++++ Information shown

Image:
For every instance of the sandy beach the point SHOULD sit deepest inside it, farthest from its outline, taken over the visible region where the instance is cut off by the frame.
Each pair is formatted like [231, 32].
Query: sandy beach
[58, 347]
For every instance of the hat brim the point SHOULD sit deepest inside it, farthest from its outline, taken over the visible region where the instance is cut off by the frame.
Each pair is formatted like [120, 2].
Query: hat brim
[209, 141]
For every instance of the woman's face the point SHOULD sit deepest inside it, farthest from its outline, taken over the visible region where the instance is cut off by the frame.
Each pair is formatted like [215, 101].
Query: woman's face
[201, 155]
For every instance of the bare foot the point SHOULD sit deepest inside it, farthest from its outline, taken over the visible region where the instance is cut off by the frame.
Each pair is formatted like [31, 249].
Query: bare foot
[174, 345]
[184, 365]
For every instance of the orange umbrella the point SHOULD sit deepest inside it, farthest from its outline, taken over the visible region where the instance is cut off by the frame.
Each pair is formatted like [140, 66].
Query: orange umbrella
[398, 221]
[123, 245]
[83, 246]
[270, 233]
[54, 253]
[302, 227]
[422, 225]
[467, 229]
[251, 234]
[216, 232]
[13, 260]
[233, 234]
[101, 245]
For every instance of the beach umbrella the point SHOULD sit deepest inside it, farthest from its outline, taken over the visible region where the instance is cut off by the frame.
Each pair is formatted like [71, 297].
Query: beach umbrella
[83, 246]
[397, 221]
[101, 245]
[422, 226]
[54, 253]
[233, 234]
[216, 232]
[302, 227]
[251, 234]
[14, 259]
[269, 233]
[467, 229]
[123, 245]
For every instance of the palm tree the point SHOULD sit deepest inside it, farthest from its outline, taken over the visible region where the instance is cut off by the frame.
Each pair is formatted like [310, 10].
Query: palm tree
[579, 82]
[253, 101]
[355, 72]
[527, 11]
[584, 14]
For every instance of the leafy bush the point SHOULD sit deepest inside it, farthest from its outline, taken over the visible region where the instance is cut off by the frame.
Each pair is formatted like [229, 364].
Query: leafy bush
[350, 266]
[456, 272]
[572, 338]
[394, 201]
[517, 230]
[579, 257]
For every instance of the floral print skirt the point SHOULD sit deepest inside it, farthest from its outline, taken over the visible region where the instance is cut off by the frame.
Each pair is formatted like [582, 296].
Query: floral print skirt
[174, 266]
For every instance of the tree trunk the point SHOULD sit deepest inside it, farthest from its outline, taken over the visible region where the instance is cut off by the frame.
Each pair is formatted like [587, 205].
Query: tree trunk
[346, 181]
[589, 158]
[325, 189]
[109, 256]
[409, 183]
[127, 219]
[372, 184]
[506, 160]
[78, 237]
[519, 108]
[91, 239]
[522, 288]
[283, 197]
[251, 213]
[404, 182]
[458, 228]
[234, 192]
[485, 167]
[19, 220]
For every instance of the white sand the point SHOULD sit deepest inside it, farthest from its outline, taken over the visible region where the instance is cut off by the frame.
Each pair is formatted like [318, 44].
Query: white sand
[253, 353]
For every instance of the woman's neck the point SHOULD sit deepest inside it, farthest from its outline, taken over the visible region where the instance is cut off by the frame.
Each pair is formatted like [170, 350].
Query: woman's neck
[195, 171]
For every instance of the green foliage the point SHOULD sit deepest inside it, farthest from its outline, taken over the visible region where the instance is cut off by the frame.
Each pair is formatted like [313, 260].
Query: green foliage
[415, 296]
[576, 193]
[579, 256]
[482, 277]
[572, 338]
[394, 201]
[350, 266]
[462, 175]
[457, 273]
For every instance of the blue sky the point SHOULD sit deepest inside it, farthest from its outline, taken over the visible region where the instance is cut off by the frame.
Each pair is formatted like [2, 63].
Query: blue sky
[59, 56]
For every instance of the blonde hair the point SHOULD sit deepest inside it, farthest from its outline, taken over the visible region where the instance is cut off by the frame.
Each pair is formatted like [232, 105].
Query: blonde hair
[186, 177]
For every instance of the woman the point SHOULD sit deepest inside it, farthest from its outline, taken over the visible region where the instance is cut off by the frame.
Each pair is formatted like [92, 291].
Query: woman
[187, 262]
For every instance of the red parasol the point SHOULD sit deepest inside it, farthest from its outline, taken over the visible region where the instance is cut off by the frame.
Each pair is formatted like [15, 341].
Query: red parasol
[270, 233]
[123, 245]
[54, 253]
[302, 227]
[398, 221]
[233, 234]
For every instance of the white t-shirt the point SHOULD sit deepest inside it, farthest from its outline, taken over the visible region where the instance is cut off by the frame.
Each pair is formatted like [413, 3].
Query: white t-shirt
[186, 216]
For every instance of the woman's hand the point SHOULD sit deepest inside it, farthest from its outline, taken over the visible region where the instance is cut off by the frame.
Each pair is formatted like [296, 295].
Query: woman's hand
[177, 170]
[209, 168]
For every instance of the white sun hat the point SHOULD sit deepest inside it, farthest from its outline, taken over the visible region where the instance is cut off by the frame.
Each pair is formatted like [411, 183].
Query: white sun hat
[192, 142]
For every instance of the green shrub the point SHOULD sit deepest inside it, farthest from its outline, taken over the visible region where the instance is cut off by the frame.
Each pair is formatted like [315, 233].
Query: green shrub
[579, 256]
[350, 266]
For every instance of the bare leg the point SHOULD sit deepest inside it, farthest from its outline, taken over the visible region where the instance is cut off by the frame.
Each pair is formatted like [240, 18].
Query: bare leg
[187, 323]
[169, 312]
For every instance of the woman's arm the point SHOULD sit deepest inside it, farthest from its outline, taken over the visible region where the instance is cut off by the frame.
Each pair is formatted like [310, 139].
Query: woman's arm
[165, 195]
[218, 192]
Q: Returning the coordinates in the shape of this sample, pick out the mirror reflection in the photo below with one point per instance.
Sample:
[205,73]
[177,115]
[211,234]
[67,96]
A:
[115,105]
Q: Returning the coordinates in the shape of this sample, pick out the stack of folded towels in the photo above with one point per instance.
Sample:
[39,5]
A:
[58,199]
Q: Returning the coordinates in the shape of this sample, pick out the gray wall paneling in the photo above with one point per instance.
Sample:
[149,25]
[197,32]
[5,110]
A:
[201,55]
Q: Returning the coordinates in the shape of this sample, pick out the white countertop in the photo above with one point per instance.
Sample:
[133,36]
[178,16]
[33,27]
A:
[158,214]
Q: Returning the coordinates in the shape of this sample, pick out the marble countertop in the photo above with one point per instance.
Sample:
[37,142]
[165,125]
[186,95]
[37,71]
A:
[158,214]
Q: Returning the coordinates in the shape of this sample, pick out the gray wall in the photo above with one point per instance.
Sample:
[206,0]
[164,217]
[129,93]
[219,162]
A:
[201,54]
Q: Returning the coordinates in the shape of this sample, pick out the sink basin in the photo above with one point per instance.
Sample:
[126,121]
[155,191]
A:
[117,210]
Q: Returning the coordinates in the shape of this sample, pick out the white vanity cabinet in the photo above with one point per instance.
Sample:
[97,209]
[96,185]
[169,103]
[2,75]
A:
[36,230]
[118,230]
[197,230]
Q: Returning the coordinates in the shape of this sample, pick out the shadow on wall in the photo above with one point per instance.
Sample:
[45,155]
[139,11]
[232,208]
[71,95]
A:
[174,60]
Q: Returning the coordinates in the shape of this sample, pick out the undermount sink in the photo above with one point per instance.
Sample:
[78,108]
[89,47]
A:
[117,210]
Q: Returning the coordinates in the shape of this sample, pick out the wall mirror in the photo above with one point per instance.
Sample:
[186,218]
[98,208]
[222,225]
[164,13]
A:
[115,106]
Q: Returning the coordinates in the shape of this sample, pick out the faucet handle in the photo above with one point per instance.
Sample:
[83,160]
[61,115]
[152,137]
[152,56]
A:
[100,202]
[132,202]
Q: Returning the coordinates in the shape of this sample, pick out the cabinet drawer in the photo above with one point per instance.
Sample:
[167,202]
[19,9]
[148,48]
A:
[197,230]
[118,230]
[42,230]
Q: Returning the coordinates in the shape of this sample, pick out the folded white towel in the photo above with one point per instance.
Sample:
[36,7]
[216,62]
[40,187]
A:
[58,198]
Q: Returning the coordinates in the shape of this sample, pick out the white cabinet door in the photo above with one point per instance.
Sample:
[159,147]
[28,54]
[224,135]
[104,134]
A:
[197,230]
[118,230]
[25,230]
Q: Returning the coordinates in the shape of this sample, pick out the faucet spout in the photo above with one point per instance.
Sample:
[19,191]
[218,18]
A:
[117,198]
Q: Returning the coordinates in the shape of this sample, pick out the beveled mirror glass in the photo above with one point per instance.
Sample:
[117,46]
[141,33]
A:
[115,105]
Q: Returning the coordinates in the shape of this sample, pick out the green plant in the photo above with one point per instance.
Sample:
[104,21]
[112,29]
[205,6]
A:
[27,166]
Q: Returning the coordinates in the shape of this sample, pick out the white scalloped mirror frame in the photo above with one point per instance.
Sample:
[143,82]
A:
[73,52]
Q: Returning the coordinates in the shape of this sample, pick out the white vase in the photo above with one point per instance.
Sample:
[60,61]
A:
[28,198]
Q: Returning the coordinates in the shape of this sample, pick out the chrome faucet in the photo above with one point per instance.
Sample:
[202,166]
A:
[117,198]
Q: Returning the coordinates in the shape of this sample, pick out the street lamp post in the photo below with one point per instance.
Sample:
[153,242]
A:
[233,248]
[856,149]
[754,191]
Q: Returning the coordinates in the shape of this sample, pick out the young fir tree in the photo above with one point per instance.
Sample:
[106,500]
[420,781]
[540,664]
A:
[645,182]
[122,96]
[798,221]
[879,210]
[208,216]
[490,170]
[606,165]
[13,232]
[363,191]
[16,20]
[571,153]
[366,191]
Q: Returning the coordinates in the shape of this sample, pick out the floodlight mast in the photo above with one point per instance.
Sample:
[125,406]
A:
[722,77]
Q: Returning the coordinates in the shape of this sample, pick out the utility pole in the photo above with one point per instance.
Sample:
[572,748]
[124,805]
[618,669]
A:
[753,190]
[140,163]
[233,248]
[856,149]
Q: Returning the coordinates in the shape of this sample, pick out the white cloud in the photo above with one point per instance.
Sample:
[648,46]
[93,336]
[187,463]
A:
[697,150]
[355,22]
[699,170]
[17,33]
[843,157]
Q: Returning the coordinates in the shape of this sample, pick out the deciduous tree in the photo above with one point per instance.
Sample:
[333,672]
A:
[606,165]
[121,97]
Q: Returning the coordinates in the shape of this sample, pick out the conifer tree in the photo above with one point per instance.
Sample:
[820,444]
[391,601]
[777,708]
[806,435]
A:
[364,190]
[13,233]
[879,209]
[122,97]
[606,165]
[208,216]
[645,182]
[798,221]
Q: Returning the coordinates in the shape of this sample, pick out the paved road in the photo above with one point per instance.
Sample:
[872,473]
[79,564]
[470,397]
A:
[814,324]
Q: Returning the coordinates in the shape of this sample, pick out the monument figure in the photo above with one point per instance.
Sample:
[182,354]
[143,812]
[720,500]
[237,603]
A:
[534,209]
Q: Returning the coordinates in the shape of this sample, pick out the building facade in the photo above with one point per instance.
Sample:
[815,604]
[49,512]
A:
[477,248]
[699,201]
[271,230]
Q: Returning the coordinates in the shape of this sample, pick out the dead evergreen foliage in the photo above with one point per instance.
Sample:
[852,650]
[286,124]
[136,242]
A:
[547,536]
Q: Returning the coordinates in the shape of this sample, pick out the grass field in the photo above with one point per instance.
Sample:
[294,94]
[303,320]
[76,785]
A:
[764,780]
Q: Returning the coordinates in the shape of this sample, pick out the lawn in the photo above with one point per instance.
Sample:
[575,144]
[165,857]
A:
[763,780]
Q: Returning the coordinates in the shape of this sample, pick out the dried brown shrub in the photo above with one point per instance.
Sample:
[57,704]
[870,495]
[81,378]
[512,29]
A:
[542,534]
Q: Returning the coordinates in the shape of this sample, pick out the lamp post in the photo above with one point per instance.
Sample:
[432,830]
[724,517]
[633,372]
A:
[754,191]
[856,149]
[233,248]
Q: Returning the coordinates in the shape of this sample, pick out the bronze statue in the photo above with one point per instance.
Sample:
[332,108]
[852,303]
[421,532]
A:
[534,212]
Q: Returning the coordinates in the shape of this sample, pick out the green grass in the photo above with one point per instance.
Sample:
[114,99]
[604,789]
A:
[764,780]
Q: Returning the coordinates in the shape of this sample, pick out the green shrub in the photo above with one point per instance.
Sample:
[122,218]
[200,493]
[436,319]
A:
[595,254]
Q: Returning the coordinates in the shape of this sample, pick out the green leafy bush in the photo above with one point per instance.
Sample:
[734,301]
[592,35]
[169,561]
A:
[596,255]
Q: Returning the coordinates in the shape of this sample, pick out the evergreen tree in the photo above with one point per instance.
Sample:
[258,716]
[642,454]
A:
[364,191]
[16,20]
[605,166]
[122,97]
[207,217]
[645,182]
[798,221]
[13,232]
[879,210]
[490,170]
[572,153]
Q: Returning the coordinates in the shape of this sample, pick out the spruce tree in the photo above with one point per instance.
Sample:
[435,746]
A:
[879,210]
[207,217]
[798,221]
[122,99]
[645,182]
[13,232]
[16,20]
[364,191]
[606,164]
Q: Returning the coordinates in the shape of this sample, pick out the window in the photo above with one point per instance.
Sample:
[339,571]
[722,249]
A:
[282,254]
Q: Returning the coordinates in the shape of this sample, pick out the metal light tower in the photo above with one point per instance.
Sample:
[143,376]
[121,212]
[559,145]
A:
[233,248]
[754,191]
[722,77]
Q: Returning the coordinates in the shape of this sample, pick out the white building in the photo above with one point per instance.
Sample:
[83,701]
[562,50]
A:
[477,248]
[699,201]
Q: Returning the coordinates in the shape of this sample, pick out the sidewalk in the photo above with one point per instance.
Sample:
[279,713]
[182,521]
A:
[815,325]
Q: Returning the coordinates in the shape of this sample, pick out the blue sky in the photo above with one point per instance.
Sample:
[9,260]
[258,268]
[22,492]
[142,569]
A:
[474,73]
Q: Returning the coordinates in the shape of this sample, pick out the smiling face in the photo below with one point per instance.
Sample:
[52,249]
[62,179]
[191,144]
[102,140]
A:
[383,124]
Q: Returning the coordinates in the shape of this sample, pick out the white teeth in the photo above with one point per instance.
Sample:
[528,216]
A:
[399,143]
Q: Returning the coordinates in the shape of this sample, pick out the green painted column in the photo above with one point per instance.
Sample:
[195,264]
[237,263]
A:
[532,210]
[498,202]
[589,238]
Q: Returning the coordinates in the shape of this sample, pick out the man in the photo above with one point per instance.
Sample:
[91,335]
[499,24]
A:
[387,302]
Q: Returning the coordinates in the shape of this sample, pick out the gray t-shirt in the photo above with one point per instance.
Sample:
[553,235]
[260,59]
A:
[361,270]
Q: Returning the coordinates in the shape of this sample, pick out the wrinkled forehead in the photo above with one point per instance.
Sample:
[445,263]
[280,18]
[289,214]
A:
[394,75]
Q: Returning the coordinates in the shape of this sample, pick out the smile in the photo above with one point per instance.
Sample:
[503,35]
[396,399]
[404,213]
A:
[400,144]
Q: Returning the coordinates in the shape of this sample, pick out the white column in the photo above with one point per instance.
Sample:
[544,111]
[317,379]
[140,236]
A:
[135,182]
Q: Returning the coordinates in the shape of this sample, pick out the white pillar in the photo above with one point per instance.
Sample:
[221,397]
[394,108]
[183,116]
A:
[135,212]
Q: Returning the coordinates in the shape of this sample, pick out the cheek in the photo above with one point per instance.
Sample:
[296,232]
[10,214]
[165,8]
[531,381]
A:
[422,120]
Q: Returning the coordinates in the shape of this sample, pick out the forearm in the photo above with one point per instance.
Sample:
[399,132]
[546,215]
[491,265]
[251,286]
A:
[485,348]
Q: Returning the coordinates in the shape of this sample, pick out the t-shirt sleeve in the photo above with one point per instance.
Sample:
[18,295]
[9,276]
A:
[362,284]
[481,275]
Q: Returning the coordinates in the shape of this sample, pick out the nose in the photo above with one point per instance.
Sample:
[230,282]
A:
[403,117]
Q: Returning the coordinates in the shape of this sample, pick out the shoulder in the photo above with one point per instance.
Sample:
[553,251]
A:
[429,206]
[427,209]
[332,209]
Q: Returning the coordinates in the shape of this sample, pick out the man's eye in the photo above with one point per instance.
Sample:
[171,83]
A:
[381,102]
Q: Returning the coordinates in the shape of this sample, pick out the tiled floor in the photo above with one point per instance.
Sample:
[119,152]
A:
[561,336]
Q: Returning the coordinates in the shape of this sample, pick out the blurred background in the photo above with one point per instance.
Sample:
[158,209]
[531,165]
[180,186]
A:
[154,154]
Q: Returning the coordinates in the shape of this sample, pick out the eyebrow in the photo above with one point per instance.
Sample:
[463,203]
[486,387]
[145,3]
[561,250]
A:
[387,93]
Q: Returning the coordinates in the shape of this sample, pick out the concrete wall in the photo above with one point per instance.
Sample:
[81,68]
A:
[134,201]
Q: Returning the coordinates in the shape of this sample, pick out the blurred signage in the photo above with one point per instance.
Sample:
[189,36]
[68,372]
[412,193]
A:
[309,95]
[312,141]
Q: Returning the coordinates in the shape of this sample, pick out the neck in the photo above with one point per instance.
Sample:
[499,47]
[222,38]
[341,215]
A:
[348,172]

++++++++

### Task
Check every line above for the string "countertop" and copy those that have it.

### Answer box
Q: Returning the coordinates in the shape of this sample, pick out the white countertop in the photo above with one point per instance.
Q: Returning the coordinates in the shape of this sample, pick out the marble countertop in the photo above with one point per instance.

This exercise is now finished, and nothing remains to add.